TASK
With the line containing "the calm lagoon water" as the first line and the last line of the records as the final one, reproduce that range exactly.

[Rows from a pointing dataset]
►
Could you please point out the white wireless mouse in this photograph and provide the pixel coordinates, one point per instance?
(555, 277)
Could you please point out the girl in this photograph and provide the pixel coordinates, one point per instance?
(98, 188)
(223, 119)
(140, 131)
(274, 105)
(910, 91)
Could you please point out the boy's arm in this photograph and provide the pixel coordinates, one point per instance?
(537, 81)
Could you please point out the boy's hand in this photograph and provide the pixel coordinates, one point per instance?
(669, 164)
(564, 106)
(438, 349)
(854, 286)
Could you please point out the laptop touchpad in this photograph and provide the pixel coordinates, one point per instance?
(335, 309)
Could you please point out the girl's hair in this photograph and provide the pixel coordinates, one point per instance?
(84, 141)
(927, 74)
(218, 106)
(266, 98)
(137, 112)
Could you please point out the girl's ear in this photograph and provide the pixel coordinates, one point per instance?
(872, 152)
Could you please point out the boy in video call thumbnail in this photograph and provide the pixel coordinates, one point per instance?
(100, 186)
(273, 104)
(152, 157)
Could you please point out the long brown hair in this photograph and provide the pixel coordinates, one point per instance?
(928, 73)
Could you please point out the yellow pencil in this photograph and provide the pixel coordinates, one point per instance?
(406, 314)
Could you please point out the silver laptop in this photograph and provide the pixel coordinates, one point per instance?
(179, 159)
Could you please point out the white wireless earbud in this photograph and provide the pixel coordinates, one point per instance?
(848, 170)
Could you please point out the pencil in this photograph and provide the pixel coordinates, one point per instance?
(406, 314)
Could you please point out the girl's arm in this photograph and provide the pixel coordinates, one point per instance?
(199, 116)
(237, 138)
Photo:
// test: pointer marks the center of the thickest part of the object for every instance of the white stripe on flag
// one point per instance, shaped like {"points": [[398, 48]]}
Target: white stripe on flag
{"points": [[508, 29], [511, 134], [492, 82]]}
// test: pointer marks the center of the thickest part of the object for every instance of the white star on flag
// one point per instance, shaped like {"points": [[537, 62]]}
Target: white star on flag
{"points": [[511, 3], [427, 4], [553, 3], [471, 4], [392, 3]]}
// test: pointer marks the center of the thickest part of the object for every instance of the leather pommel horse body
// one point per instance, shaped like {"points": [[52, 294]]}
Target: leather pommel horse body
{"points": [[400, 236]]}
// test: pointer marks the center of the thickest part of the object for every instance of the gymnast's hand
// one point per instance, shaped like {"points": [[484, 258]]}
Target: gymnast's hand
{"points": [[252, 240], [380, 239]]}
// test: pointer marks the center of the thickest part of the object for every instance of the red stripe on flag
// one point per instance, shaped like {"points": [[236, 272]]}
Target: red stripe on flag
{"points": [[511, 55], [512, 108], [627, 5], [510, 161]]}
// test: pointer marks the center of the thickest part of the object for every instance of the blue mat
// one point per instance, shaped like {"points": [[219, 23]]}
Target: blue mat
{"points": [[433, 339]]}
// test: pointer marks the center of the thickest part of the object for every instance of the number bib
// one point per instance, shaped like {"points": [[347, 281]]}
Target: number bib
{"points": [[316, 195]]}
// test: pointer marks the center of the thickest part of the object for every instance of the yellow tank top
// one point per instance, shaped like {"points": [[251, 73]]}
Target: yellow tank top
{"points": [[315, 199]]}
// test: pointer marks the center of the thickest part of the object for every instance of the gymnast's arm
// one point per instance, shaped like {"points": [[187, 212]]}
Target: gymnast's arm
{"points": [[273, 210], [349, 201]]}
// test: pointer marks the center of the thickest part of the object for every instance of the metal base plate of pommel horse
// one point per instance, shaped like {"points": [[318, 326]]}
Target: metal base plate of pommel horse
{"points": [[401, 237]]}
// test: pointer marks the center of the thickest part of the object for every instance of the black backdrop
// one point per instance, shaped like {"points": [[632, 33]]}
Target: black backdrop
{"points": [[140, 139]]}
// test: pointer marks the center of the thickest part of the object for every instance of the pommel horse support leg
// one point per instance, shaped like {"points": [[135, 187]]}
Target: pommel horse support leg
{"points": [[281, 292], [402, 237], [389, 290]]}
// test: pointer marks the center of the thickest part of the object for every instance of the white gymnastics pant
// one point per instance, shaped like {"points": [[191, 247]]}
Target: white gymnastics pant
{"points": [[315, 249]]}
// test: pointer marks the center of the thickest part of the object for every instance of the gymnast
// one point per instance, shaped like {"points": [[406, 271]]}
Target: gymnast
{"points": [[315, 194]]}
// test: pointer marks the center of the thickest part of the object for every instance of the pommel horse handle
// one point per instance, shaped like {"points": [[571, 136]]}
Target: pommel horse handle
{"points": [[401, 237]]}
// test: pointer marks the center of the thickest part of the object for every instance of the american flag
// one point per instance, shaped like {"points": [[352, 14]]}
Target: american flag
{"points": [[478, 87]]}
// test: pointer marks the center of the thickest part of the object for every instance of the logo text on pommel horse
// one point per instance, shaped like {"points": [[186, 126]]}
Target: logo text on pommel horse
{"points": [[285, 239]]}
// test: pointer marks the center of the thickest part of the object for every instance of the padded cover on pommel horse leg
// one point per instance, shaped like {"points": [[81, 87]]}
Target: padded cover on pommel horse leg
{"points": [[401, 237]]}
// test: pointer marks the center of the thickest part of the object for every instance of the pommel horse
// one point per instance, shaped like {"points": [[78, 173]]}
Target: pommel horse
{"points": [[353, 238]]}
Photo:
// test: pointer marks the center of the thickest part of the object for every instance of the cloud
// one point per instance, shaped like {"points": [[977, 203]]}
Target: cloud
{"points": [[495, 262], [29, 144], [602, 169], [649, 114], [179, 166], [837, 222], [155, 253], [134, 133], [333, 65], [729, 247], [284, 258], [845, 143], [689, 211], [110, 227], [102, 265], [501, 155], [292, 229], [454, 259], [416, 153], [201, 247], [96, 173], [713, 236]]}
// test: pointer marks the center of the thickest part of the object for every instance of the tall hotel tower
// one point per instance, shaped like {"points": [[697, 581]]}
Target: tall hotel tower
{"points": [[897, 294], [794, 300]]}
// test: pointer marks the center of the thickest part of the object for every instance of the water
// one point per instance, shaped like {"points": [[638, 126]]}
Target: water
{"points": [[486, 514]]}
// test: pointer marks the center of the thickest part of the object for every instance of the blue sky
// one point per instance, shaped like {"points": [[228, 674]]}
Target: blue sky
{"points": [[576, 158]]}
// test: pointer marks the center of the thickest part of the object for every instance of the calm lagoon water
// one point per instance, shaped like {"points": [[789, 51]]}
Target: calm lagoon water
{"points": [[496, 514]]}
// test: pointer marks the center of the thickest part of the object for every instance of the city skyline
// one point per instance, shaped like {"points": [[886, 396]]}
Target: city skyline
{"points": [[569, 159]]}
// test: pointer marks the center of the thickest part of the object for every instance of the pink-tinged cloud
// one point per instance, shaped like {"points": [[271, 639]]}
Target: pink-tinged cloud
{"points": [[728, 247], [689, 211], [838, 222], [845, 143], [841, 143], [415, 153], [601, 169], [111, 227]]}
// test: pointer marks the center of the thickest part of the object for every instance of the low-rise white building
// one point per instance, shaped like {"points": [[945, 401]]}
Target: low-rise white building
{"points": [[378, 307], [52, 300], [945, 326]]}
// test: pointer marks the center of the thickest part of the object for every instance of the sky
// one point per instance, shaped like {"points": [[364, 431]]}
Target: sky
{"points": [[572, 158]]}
◄
EXPECTED ANSWER
// test: pointer marks the center of the thickest part of the object for every instance of the calm lagoon water
// one point per instance, shaped like {"points": [[789, 51]]}
Target: calm lagoon water
{"points": [[496, 514]]}
// test: pointer marks the center of the thickest part of the object for every instance of the city skyline
// one point per instance, shaped like {"points": [[886, 396]]}
Target: city skyline
{"points": [[569, 159]]}
// test: pointer marks the center of the thickest part of the object for every instance of the pink-tinged cloud
// one point per instance, shaped like {"points": [[271, 639]]}
Target: pink-tinged cloud
{"points": [[728, 247], [689, 211], [838, 222], [845, 143], [841, 143], [415, 153], [601, 169], [111, 227]]}
// test: pointer marks the center of the thickest part of the object for every instance of the low-rise white building
// one point per instance, shaped like {"points": [[945, 401]]}
Target: low-rise white building
{"points": [[378, 307], [52, 300], [945, 326]]}
// test: pointer marks the center of the thickest part of the object for every instance of the sky
// one point per instance, shaped like {"points": [[364, 431]]}
Target: sky
{"points": [[572, 158]]}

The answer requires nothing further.